START DATA FOR THIS EXERCISE
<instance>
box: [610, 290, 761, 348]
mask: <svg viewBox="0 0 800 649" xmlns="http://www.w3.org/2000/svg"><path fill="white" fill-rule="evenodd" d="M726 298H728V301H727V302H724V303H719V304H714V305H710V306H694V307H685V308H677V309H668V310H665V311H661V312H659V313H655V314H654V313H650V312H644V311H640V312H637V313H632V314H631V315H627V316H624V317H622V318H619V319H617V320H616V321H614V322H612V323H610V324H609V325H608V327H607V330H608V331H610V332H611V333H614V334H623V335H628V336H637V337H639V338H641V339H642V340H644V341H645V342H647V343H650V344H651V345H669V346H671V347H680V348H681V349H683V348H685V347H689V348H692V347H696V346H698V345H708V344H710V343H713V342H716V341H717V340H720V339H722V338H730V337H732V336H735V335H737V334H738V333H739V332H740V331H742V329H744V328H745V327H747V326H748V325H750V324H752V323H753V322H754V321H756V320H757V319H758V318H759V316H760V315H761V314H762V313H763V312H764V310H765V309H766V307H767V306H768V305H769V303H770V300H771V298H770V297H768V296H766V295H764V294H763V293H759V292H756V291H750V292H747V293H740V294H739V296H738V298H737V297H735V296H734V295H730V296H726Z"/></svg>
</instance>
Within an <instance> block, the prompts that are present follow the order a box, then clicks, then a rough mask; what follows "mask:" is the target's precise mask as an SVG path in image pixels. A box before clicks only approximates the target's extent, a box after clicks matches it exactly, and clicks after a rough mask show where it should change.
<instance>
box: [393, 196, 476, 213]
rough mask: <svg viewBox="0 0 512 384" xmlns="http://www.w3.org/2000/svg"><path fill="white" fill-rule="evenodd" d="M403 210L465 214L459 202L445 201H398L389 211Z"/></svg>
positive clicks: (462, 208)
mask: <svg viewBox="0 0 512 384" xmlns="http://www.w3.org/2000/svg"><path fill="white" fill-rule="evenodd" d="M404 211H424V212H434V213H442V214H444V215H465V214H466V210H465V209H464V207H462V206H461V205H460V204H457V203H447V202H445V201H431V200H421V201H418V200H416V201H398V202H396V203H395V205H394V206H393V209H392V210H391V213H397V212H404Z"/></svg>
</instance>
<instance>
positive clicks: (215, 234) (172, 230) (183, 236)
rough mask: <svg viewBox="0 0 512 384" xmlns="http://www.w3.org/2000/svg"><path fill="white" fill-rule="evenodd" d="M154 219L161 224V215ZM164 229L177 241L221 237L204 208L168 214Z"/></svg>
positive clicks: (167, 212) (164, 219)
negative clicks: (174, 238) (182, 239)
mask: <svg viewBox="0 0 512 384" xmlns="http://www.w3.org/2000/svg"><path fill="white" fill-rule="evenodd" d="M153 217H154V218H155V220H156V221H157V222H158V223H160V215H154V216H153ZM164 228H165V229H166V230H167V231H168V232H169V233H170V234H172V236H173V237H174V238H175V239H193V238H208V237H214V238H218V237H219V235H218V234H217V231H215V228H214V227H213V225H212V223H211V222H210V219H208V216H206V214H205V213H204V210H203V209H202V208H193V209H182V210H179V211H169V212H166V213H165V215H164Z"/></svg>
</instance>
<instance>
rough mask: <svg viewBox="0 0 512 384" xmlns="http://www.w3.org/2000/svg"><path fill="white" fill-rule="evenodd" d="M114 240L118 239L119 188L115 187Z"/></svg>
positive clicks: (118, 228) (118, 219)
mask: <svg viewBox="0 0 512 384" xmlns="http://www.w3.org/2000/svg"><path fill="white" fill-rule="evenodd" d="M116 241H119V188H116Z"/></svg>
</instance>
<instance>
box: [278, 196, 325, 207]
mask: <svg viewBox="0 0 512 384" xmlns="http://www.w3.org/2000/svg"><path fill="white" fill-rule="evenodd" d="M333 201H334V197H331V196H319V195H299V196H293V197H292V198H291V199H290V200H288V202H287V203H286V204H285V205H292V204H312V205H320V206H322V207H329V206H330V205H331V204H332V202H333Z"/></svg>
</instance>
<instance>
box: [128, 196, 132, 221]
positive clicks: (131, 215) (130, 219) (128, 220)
END DATA FOR THIS EXERCISE
- DIRECTIONS: Write out every line from the data above that includes "rough".

- RESPONSE AREA:
Within an <instance> block, the prompts that are present follow the order a box, then clicks, then a rough mask; what follows "mask:" is the target's precise mask as an SVG path in image pixels. A box before clicks only approximates the target's extent, a box after clicks matches it exactly, and clicks after a rough mask show where it should change.
rough mask: <svg viewBox="0 0 512 384" xmlns="http://www.w3.org/2000/svg"><path fill="white" fill-rule="evenodd" d="M403 210L465 214L459 202L445 201H398L389 211Z"/></svg>
rough mask: <svg viewBox="0 0 512 384" xmlns="http://www.w3.org/2000/svg"><path fill="white" fill-rule="evenodd" d="M154 219L161 224V215ZM164 229L177 241L221 237L204 208L168 214Z"/></svg>
rough mask: <svg viewBox="0 0 512 384" xmlns="http://www.w3.org/2000/svg"><path fill="white" fill-rule="evenodd" d="M114 240L118 239L119 188L115 187Z"/></svg>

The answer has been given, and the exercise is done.